=== DATA FOR THIS TASK ===

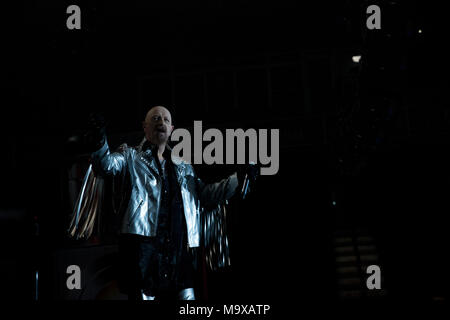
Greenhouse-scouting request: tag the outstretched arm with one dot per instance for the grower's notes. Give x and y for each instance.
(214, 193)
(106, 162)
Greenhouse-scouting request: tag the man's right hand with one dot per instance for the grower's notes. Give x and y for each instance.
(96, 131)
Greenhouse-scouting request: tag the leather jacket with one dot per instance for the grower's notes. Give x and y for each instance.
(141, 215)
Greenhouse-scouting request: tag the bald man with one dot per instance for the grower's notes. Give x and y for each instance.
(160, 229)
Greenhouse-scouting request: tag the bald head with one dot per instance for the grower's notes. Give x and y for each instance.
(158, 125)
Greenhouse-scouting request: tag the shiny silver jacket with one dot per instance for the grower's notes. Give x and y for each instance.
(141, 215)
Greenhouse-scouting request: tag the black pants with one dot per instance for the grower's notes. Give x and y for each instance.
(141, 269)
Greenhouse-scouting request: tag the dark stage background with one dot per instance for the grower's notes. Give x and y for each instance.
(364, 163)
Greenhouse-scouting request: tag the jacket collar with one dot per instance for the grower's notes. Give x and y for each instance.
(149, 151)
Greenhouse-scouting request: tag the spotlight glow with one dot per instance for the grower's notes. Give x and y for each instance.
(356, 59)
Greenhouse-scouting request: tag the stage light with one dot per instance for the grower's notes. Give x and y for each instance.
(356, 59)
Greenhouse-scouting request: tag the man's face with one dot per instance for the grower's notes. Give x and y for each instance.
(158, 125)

===

Rewrite all of these lines with "grower's notes" changed to "scouting log" everywhere and nothing else altered. Leave the pictures out.

Greenhouse-scouting request: tag the outstretched arm with one dot per instance for the scouting log. Give x and y for each instance.
(214, 193)
(106, 162)
Greenhouse-scouting request: tag the man's right hand with one dot per instance for the scouting log. Give x and y for each instance.
(96, 131)
Greenhouse-scouting request: tag the leather jacket with one dot per instance for the scouting log. Give x and y for each instance.
(141, 215)
Greenhouse-scouting request: tag the bald man with one dot per instance for the scouting log. Give x and y for each instance.
(160, 229)
Greenhouse-scouting request: tag the bald head with one dot per instance for the scouting log. Give x and y for each instance.
(158, 125)
Greenhouse-scouting request: tag the shiny silver jacket with one dot per instance for the scouting log. Give x and y for each instance.
(141, 215)
Greenhouse-scouting request: tag the black pants with one dot per instance for the scouting log. Give x and y for each instance.
(141, 269)
Greenhouse-scouting request: tag the dark stage background with one dot per instance for the scouting log. Give x and y for each instance.
(364, 163)
Greenhouse-scouting request: tag the jacket collar with one dot per instance for the scouting log. Give x and y for each instance.
(149, 151)
Greenhouse-scouting request: tag the spotlight glow with one dot per instance for the scouting log. Give x and y for each instance.
(356, 59)
Greenhouse-scouting request: tag the stage light with one dot per instance for the scouting log. Give x and y for each instance.
(356, 59)
Greenhouse-scouting request: tag the man's face with one dot per instance for the scouting log. Give x and y for each instance.
(158, 125)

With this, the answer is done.